## What you will do
Lines to restate from the data below: from the one containing "column 147, row 21" to the one containing "column 32, row 215", both included. Give them again exactly, and only them.

::::::::::

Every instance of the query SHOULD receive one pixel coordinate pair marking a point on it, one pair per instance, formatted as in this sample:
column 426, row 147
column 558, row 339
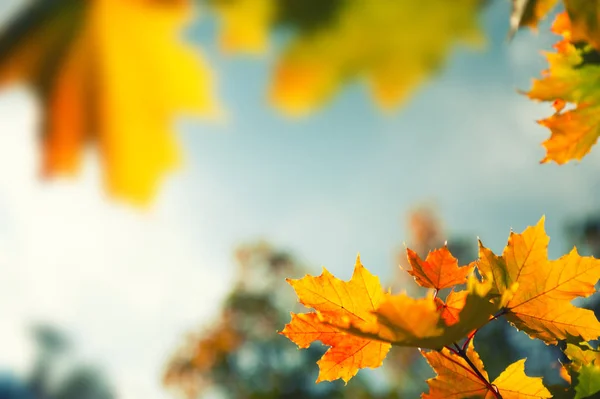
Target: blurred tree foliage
column 115, row 73
column 240, row 355
column 49, row 379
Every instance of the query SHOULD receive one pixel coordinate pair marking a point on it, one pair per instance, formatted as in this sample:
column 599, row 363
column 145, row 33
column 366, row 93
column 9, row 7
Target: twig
column 462, row 353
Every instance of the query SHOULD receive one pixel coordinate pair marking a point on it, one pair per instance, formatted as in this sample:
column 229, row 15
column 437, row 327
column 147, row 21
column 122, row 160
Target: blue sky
column 126, row 284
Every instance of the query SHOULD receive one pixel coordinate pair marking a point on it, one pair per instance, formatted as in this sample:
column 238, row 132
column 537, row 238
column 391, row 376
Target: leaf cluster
column 360, row 322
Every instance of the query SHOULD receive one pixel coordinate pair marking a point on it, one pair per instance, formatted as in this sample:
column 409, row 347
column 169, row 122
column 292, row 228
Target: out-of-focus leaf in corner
column 528, row 13
column 113, row 72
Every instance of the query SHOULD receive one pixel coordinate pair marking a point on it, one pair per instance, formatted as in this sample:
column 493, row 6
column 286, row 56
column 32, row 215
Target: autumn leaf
column 585, row 21
column 405, row 321
column 439, row 270
column 585, row 367
column 334, row 301
column 451, row 308
column 457, row 379
column 113, row 72
column 393, row 44
column 570, row 79
column 541, row 305
column 245, row 24
column 529, row 13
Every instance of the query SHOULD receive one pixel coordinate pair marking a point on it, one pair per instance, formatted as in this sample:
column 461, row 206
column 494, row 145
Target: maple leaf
column 439, row 270
column 450, row 309
column 585, row 366
column 569, row 79
column 541, row 305
column 394, row 44
column 111, row 71
column 585, row 21
column 457, row 379
column 334, row 301
column 405, row 321
column 529, row 13
column 245, row 24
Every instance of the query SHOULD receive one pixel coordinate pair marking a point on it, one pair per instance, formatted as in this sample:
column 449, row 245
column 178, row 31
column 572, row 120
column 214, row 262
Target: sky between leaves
column 122, row 86
column 280, row 200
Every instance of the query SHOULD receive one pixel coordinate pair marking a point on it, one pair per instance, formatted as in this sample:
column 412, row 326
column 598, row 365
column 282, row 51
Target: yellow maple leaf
column 334, row 301
column 529, row 13
column 439, row 270
column 541, row 305
column 585, row 21
column 569, row 79
column 405, row 321
column 457, row 379
column 115, row 72
column 393, row 44
column 245, row 24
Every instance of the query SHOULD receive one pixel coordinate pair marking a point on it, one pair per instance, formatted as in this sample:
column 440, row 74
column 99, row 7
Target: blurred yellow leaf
column 394, row 44
column 116, row 72
column 245, row 24
column 529, row 13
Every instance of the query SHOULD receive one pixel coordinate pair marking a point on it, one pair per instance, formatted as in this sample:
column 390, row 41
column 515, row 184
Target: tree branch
column 462, row 353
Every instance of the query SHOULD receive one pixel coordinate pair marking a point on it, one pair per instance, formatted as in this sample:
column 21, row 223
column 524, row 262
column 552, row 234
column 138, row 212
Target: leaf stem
column 472, row 335
column 462, row 353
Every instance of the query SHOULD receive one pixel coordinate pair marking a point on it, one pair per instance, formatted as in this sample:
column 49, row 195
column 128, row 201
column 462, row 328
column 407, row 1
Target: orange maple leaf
column 569, row 79
column 405, row 321
column 113, row 72
column 337, row 301
column 585, row 21
column 542, row 290
column 439, row 270
column 451, row 308
column 457, row 379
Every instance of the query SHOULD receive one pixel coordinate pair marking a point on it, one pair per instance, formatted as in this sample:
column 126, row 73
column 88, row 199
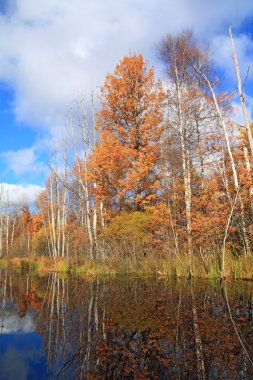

::::::::::

## Answer space
column 147, row 21
column 122, row 160
Target: blue sky
column 126, row 284
Every instance of the query SHOULD receive one pixel coordinate pair marking a point on it, one pair per instance, formatted as in this sample:
column 238, row 132
column 537, row 238
column 391, row 376
Target: leaf cluster
column 360, row 322
Every instance of the query SHOULD receive one pixel coordinate pair marking a point on it, one pair per instance, formatted as in this sample:
column 409, row 347
column 169, row 122
column 292, row 228
Target: out-of-focus leaf in corner
column 528, row 13
column 113, row 72
Every instance of the query SHOULD receive one pixel coordinate pair marking a point on it, one pair per instance, formatted as in this sample:
column 493, row 6
column 286, row 56
column 32, row 215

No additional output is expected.